[THE PROBLEM] In the records below, find the line that contains "# annotate each instance of the sunset" and the line that contains "# annotate each instance of the person's head", then retype exactly those two lines and every line between them.

[RECORDS TO PROCESS]
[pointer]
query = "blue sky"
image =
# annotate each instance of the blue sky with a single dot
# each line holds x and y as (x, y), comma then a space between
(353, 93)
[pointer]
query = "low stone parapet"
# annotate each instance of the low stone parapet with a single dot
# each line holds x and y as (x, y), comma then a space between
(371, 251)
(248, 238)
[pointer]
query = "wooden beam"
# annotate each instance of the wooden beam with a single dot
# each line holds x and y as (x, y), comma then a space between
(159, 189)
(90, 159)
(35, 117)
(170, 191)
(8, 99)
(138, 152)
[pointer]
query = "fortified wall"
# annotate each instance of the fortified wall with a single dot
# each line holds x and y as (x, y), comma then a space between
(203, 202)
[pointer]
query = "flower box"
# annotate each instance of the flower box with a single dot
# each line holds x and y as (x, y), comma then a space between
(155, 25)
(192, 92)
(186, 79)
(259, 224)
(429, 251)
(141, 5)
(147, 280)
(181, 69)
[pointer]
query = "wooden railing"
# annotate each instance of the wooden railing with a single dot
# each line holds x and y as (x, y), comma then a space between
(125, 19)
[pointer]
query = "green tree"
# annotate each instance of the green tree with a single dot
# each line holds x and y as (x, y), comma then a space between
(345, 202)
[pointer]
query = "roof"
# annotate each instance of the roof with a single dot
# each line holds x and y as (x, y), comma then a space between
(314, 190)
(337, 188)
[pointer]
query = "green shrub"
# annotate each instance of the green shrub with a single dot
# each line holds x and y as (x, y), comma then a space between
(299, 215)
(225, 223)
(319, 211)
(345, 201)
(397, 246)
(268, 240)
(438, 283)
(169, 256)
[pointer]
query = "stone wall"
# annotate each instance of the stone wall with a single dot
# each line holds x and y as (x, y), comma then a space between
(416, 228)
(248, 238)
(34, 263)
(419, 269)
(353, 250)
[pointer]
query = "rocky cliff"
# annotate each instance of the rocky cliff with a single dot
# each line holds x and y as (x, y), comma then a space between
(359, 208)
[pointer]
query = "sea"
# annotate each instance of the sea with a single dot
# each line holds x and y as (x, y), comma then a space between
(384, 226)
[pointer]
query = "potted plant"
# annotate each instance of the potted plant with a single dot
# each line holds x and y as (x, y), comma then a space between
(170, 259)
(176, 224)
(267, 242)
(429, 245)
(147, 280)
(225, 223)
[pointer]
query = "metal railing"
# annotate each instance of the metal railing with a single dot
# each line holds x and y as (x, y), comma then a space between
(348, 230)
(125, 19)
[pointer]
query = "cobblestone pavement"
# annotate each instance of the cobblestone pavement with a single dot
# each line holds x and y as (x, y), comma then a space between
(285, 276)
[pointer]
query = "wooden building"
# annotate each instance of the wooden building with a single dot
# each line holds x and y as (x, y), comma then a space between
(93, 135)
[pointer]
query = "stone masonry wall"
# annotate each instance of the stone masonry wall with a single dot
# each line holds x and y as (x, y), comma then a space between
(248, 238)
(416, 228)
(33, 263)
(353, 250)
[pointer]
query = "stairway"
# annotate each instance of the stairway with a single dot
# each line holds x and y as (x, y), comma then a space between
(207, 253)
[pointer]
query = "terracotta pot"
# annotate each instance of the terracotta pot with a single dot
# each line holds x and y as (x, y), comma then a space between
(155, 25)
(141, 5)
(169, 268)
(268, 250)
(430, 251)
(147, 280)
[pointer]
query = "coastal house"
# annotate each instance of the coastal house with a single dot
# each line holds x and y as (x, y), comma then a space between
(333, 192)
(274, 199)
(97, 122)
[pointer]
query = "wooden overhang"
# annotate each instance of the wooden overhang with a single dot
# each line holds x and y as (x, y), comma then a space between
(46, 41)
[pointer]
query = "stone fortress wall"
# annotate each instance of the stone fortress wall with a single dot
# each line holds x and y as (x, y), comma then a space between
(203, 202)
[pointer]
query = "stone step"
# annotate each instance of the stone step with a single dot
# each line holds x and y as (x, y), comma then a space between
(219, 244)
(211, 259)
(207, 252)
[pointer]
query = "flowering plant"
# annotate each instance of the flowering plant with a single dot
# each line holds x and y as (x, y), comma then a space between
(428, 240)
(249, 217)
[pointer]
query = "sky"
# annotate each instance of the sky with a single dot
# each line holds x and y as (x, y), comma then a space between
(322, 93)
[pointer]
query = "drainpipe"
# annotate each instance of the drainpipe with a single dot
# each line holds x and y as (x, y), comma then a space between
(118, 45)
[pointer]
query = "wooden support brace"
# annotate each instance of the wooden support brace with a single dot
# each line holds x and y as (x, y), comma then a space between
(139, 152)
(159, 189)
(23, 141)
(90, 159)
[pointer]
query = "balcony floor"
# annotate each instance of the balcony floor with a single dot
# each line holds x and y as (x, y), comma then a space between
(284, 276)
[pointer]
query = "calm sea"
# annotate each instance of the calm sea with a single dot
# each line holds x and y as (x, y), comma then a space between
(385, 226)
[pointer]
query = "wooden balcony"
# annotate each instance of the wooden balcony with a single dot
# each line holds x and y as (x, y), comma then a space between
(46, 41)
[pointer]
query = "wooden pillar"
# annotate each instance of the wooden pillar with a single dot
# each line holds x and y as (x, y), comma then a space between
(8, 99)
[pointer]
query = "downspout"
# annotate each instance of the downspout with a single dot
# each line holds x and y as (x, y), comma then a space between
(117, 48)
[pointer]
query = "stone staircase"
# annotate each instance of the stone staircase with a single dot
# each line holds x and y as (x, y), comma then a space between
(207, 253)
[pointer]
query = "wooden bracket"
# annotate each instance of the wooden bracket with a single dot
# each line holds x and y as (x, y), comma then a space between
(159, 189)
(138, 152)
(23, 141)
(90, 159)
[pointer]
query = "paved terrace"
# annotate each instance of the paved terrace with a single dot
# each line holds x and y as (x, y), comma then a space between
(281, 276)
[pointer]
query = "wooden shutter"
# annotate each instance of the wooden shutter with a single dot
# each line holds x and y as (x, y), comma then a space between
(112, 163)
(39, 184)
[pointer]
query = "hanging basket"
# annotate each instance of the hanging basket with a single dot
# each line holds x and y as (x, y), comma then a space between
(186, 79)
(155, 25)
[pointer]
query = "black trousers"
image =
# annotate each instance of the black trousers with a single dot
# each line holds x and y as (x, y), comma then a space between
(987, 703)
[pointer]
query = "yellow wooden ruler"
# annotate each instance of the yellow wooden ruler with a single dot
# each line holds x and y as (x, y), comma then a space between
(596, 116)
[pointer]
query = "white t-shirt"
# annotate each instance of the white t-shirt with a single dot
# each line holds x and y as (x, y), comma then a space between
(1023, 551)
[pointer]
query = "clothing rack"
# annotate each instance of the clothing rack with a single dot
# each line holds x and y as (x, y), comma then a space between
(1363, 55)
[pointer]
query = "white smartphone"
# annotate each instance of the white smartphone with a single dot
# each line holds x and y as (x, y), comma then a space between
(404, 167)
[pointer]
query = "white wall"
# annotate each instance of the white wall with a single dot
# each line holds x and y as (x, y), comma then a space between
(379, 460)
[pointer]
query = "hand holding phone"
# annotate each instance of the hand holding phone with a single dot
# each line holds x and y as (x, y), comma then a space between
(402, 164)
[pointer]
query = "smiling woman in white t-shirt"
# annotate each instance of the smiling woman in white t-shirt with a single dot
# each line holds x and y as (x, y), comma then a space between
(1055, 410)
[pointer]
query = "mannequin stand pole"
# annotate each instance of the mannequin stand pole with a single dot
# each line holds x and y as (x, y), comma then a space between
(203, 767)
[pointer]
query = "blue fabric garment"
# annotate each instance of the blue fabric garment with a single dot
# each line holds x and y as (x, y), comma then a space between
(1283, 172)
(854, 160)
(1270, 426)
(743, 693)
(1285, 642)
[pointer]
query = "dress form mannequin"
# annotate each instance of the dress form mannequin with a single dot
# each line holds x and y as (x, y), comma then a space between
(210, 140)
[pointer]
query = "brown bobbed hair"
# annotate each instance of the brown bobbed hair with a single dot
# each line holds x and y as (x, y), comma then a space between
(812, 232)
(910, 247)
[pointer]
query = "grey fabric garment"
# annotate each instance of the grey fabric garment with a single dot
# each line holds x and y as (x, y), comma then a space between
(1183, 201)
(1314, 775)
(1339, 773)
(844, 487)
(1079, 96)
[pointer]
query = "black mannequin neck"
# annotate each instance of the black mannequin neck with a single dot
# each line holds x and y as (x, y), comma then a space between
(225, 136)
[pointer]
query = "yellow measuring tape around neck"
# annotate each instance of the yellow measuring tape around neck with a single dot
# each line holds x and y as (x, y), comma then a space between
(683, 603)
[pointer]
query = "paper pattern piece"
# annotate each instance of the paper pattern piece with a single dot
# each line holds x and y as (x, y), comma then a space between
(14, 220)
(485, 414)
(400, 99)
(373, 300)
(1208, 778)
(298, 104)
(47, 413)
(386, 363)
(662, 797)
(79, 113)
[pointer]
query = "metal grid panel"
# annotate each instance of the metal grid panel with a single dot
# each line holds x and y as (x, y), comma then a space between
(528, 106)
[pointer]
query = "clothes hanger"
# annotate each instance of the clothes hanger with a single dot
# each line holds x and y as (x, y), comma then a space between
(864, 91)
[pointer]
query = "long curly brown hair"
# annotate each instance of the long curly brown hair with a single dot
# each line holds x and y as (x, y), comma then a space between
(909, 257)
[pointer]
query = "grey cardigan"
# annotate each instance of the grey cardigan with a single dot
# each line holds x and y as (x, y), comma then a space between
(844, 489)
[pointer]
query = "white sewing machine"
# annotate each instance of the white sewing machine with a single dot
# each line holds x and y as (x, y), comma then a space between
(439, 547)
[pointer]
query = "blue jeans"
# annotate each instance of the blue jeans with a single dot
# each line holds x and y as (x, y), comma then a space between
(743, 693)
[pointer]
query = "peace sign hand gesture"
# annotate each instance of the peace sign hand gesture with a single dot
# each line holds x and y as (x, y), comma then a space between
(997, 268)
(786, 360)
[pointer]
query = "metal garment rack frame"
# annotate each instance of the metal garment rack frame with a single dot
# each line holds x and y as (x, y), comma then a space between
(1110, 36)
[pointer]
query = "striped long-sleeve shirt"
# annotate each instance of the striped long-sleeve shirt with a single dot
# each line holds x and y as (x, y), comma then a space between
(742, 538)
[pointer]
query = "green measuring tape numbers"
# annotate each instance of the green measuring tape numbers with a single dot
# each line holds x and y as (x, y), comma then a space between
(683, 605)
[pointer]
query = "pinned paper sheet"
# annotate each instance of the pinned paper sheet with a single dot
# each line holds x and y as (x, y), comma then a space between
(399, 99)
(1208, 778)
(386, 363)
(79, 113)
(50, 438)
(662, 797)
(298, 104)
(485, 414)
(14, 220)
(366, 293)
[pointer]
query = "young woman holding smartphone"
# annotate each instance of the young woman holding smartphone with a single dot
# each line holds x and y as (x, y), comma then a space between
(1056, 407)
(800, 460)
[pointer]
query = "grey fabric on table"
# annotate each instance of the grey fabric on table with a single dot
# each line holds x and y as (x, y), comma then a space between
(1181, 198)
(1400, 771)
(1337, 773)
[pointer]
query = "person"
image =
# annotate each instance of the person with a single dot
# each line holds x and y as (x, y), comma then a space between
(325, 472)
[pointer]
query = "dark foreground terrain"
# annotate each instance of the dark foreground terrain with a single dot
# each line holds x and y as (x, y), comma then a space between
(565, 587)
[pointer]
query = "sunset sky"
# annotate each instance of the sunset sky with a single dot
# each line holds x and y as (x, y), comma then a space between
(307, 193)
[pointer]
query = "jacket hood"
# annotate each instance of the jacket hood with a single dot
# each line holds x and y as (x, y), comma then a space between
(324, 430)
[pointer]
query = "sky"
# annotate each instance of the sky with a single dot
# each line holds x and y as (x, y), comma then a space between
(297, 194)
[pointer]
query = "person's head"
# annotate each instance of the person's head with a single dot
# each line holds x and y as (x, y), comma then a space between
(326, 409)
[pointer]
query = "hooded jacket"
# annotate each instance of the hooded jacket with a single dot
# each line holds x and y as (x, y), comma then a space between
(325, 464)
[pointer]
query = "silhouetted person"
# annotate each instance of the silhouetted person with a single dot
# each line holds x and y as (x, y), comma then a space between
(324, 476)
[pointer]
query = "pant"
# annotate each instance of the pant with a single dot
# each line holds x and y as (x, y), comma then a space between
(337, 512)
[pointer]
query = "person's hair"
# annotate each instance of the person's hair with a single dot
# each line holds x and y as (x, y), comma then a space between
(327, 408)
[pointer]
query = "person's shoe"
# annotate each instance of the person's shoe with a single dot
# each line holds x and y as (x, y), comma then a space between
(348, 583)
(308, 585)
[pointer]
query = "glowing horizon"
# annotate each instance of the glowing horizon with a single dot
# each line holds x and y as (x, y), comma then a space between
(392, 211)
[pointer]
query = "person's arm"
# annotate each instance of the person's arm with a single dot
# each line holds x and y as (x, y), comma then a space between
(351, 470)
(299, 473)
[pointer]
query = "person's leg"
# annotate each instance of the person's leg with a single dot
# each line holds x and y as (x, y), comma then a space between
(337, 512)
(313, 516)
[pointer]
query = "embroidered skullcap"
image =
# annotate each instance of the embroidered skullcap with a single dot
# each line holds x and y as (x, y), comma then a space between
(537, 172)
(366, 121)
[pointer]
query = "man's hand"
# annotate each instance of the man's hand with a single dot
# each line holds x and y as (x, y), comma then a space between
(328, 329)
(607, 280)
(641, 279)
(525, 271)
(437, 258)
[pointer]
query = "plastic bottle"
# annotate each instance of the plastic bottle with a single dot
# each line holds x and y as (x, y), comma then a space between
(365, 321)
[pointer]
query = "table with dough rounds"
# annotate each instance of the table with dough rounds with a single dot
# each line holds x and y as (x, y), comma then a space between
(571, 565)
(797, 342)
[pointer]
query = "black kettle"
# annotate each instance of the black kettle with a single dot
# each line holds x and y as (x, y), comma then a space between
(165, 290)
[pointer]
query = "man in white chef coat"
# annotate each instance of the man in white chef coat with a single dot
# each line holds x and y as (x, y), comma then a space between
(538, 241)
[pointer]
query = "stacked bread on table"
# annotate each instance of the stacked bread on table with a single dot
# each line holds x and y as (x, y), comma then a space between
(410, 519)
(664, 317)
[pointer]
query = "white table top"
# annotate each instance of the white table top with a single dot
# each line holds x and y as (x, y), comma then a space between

[WRITTEN RESPONSE]
# annotate each instance of the sunset sky with a single dot
# each line holds x and y as (x, y), comma then a space between
(307, 193)
[pointer]
query = "jacket hood"
# annotate each instance of the jacket hood with a single dot
# each line holds x and y as (x, y), comma then a space between
(324, 430)
[pointer]
query = "sky"
# annotate each instance of the sky with a single dot
# each line holds x and y as (x, y), comma then a space between
(297, 194)
[pointer]
query = "person's head"
# annotate each instance of the person's head with a single dot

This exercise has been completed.